Your objective:
Among the records below, find the lines containing "TARGET" and state only how many there are.
[Record extracts]
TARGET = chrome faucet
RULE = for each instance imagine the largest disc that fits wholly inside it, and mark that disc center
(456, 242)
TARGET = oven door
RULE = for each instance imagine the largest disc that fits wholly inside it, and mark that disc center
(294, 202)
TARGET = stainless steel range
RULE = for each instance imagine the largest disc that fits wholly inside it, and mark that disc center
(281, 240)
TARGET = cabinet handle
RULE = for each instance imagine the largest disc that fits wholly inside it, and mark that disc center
[/Record extracts]
Written answer:
4